*ASSIGNMENT*: The answer should be an exact copy of the data.

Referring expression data
§
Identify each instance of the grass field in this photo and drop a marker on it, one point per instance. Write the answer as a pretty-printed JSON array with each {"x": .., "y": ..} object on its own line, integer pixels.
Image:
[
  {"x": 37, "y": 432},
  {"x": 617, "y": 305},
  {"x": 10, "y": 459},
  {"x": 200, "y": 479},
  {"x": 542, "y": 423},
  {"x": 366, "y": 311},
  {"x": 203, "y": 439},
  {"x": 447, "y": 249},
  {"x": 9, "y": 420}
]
§
*RESULT*:
Identify each instance of the grass field in this photo and drop a marker on it, one point per instance. Write the answer as a pretty-printed JSON array with each {"x": .., "y": ..} object on its own line, integer pixels.
Image:
[
  {"x": 37, "y": 432},
  {"x": 617, "y": 305},
  {"x": 10, "y": 459},
  {"x": 200, "y": 479},
  {"x": 542, "y": 423},
  {"x": 366, "y": 311},
  {"x": 203, "y": 439},
  {"x": 447, "y": 249},
  {"x": 9, "y": 420}
]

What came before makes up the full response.